Watch everything they’ve made.
7. The Devil, Probably – Robert Bresson
1977’s The Devil, Probably is a lesser known work from an auteur whose cinematic style differs from nearly all others. Working from a notion of cinema as a wholly new art form, suspicious of other director’s attempts to impose theatrical form onto a completely ‘other’ medium, there’s an undeniable uniqueness to Bresson’s work: the automated movement of his characters, the flat delivery of lines, the restrictive shots – you get the gut level feeling your watching something meticulously crafted and intentional (though you are at times ensure what that thing is).
His penultimate work, that takes place following the 1968 Paris Uprising, concerns the suicide of a listless Parisian youth, following him in the days prior to his death, as he wanders through, and thumbs his nose at, the various political and spiritual milieus of the city’s Bourgeoisie.
It’s a bleak, nihilistic film – bringing to mind the famous Camus essay The Myth of Sisyphus – but well worth a watch if you’re into the stark, brooding aesthetic of 1970’s art films; and with a prescient preoccupation with environmental issues and doomer philosophical brain twisters, the film will strike a chord with anyone understandably suffering from the lassitudes of late capitalism.
8. The Fury – Brian De Palma
Enough of that brooding toss – give me telekinesis!
De Palma followed up Carrie with 1978’s The Fury: a supernatural thriller starring an aged Kirk Douglas as a ex-CIA agent who, following a failed assassination attempt, has to rescue his kidnapped psychic son from the panto villainy of smouldering short-arse John Cassavates, who wants to harness his powers for governmental evil. Starring Carrie alumnus Amy Irving as Gillian, a high-schooler with telekinetic powers, who becomes embroiled in the father’s quest.
If it sounds kinda mental, it is. Half the film is s sort of Kirk Douglas action vehicle, where he’s running around arse out trying to find his son and meeting psychics and lovers of his past; the other (more interesting) half concerns the grooming of his son at the hands of the son’s lascivious charge. It’s an indelicate balancing act, but it bristles with energy, the film looks great, and I mean it’s still Kirk Douglas, no matter how old or weirdly in love with is son he is.
An ode to the Hitchcock thriller, featuring an(other) on-point score from John Williams, The Fury might be a little close to the themes of Carrie to have hit with a wider audience (it did well at the box office, but I don’t really hear people much talk about it), but it’s big, and dumb, and features the most banging denouement in cinematic history.
9. Knightriders – George A. Romero
The horror maestro followed up his mega success Dawn of the Dead with a personal (and mad eccentric) film about a renaissance fair troupe, who travel about jousting atop motorcycles, led by the idealist King William (a stoical, intense, and never better Ed Harris) who is faced with sedition when a spivvy promoter arrives and threatens to take the troop in a more profitable (ignoble) direction.

### Recorded data

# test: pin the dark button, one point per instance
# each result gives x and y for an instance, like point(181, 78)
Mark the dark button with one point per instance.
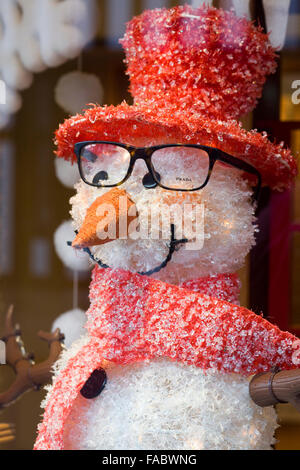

### What is required
Answer these questions using the film list above.
1. In what year was The Devil, Probably released?
2. Who plays the ex-CIA agent in The Fury?
3. What film did George A. Romero follow up with Knightriders?

### Answer to this task
1. 1977
2. Kirk Douglas
3. Dawn of the Dead